··· EXTRACTED TEXT ···

Wednesday, July 26th, 2017 Posted by Jim Thacker

Watch the best CG shorts from Siggraph 2017


If you’re going to be at Siggraph 2017 next week, one of the undoubted highlights will be the show’s Computer Animation Festival, which brings together the year’s best visual effects, animation and VR work.

But if you can’t make it to Los Angeles in person, don’t panic: we’ve rounded up the highlights for you.

Below, you can see 15 of the projects being screened in the festival’s prestigious Electronic Theater: in some cases, the trailer, but in many, the complete short film.

We’ve left out the curated content – mainly visual effects breakdowns of longer movies – and the scientific visualisations (sorry, Seasonal Changes in Carbon Dioxide).

But the remaining animated and VFX shorts are some of the most striking you’ll see all year, so grab a coffee, sit back and enjoy. Where possible, we’ve also linked to technical making-of material for each short.


Best in Show: Song of a Toad

Director: Kariem Saleh
School: Filmakademie Baden-Wuerttemberg

Overall CAF award-winner Song of a Toad is still doing the rounds of the festival circuit, so it hasn’t been released in full online, but director Kariem Saleh’s making-of video gives you a flavour of it.

A bittersweet commentary on people’s personal baggage, and their wish to overcome it, the short depicts the legacy of its lead character’s childhood as an irascible old toad that rides on his head.

The seven-minute short was created over a three-year period by a team of nearly 50 students and volunteers at Germany’s Filmakademie Baden-Wuerttemberg, using an unusual real-time workflow.

As part of the EU-funded Project Dreamspace, Foundry developed a real-time prototype of Nuke that the animators could control with a handheld puppet rig in order to capture the motion of the characters.

···

TASK GOAL:
Please write the next part of the article on Siggraph 2017 shorts, picking up right after its final sentence. The entries that come next play no role here.

··· SUPPLIED RECORDS ···

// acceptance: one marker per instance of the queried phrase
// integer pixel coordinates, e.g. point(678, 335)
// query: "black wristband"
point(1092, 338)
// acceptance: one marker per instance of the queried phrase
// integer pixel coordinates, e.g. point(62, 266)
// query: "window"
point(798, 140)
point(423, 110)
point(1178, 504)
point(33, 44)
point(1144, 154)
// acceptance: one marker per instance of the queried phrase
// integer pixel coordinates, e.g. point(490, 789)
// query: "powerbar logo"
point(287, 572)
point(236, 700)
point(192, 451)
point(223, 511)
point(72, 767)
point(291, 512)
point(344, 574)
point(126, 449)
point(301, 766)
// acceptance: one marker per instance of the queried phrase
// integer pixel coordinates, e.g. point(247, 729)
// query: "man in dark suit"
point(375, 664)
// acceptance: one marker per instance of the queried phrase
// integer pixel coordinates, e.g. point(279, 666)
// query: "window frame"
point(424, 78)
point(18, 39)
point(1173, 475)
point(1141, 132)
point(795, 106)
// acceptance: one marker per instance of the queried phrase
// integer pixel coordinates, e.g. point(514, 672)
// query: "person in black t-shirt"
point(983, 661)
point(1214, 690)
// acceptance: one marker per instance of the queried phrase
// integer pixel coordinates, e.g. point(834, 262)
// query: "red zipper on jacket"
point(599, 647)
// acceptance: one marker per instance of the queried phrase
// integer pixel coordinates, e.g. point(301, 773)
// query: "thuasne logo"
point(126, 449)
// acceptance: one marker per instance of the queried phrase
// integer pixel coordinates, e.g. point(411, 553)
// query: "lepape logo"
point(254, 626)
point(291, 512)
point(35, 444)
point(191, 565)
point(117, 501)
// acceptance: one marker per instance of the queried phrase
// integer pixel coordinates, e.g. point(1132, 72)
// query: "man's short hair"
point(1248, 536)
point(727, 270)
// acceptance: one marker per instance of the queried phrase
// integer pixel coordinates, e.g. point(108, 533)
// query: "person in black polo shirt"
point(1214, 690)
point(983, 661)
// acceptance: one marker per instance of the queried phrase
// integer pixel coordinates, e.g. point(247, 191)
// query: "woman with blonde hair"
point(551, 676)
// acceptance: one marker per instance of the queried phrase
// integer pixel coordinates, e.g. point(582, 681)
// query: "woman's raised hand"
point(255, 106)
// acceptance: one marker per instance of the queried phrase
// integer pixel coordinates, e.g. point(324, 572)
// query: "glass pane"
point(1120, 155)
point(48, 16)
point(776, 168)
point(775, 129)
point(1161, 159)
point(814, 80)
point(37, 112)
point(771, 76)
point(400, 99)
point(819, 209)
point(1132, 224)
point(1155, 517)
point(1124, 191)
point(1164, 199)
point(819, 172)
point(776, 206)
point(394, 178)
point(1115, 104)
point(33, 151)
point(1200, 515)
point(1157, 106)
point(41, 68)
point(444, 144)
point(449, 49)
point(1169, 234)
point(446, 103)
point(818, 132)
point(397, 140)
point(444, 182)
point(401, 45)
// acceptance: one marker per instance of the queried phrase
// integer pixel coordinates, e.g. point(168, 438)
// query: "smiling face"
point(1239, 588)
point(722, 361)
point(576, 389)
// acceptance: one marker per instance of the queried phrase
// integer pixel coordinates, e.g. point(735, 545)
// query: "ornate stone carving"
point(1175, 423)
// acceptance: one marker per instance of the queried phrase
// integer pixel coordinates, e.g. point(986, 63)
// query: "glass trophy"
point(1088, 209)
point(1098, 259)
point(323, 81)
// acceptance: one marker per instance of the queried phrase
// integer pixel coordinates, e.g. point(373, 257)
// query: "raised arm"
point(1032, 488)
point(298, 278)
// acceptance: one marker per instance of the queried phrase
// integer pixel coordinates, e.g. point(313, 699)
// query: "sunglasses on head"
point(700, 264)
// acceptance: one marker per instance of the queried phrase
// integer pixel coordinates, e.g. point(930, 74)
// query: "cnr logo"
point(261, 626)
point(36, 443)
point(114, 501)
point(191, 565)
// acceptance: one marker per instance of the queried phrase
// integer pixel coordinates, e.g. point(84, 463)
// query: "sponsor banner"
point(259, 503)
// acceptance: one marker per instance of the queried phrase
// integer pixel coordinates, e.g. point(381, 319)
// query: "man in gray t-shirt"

···

OUTPUT FOR THIS EXERCISE:
Watch a video showing Song of a Toad’s real-time compositing workflow


Jury’s Choice: John Lewis ‘Buster the Boxer’

Director: Dougal Wilson
Studio: MPC

MPC took home the Jury’s Choice award for this appealilng Christmas ad for UK department store chain John Lewis, showing a family dog tormented by the local wildlife making us of his owners’ garden trampoline.

To create the ad’s six CG animal characters, MPC created its “most advanced rigs yet”, layering muscle, fat, skin and fur, and developing new software to handle skin sliding.

The trampoline itself formed the spot’s ‘seventh character’, with the deformation of the surface generated through simulations based on the animations of the animals themselves.

Watch the making-of video for Buster the Boxer


Best Student Project: Garden Party

Creators: Théophile Dufresne, Florian Babikian, Gabriel Grapperon, Lucas Navarro, Vincent Bayoux and Victor Caire
School: MOPA

Top French animation school MOPA – formerly Supinfocom Arles – took home the prize for Best Student Project for this beautifully rendered short about a frog and a toad at play in the gardens of a luxury villa.

Updated 26 October 2017: The full short has just been released online. You can watch it above.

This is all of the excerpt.